***** Quoted passage *****

A wooden (or of another material) cross is functionally different from a table or a font. In other words whereas a pulpit fulfills a function (to hold the pulpit bible or a preacher's notes) likewise does a table and a font. A cross featured prominently has no other function other than to draw one's mind away from the signs given (Baptism, the Word, and the Lord's Supper) to a sign not commanded by Christ or His apostles. 

One needs a font to hold water to give the sign and seal of Baptism to an infant or an adult, you need to have a table upon which to lay the elements of the Lord's Supper, and a pulpit is a great help (though certainly not necessary) to the minister expounding the Word.

A cross is not only unnecessary, but unwarranted.


----------



## Backwoods Presbyterian (Oct 12, 2013)

earl40 said:


> Backwoods Presbyterian said:
> 
> 
> > earl40 said:
> ...



The same way you can look at a woman and not commit adultery in your mind and look at a person and not envision murdering them.


----------



## fredtgreco (Oct 12, 2013)

Ben,

Then why have a font when it is not being used? And why have a font at all, since it is not necessary, nor described in Scripture?


----------



## Backwoods Presbyterian (Oct 12, 2013)

I am evidently being extremely unclear. 

This is the question I am asking.

_What does having a Cross in a prominent place in the worship space accomplish and what is its purpose?_

vs.

_What does having a baptismal font in the front of the worship space accomplish and what is its purpose?_

What I am saying is that a Cross not only has no biblical warrant, but that it is unwise to have one present, and to "envision" Christ is sin. 

This simple difference is that you cannot administer the sacrament of Baptism without a font being present and a Cross serves no purpose other than to draw men's minds away from the visible elements given by Christ to the Church.

To the point of it being present we do not keep the trays, cups, and plates out all the time and only bring them out on Lord's Days in which we serve the Lord's Supper. On other days the table is used to hold the offering plates.


----------



## earl40 (Oct 12, 2013)

Backwoods Presbyterian said:


> The same way you can look at a woman and not commit adultery in your mind and look at a person and not envision murdering them.

*****

= Prompt =
Extract the part of the thread between "## fredtgreco (Oct" and "being extremely unclear.", inclusive, copying it word for word. The items come from a source unrelated to the thread.

***** Provided data *****

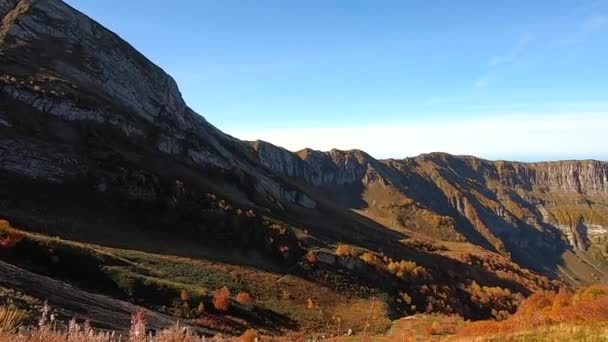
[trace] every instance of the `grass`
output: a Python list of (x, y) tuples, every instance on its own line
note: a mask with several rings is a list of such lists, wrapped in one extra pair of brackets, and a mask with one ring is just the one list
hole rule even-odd
[[(2, 223), (2, 221), (0, 221)], [(3, 227), (0, 227), (3, 228)], [(5, 224), (4, 229), (9, 228)], [(13, 229), (13, 228), (11, 228)], [(253, 327), (261, 331), (282, 333), (298, 331), (332, 331), (336, 312), (357, 311), (370, 300), (349, 297), (298, 276), (278, 274), (248, 266), (232, 265), (205, 259), (154, 254), (136, 250), (110, 248), (20, 231), (23, 239), (11, 247), (10, 263), (70, 282), (84, 290), (106, 295), (160, 311), (190, 323), (214, 323), (214, 315), (227, 324), (230, 333)], [(5, 250), (6, 252), (6, 250)], [(86, 282), (83, 282), (86, 281)], [(106, 286), (100, 286), (100, 284)], [(248, 292), (255, 299), (250, 310), (232, 298), (227, 313), (215, 312), (214, 292), (228, 287), (234, 295)], [(189, 294), (188, 310), (180, 299), (182, 291)], [(233, 296), (234, 297), (234, 296)], [(315, 302), (307, 308), (307, 299)], [(44, 299), (37, 299), (38, 307)], [(205, 312), (192, 312), (204, 304)], [(8, 304), (0, 301), (0, 305)], [(26, 308), (29, 305), (22, 305)], [(349, 308), (353, 310), (349, 310)], [(374, 315), (384, 322), (369, 329), (372, 333), (387, 329), (390, 321), (385, 307)], [(344, 319), (344, 326), (356, 331), (364, 329), (364, 320)], [(193, 324), (194, 324), (193, 323)]]
[(2, 329), (12, 329), (17, 326), (27, 314), (25, 311), (15, 307), (3, 306), (0, 307), (0, 327)]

*****

= Reply =
## fredtgreco (Oct 12, 2013)

Ben,

Then why have a font when it is not being used? And why have a font at all, since it is not necessary, nor described in Scripture?


----------



## Backwoods Presbyterian (Oct 12, 2013)

I am evidently being extremely unclear.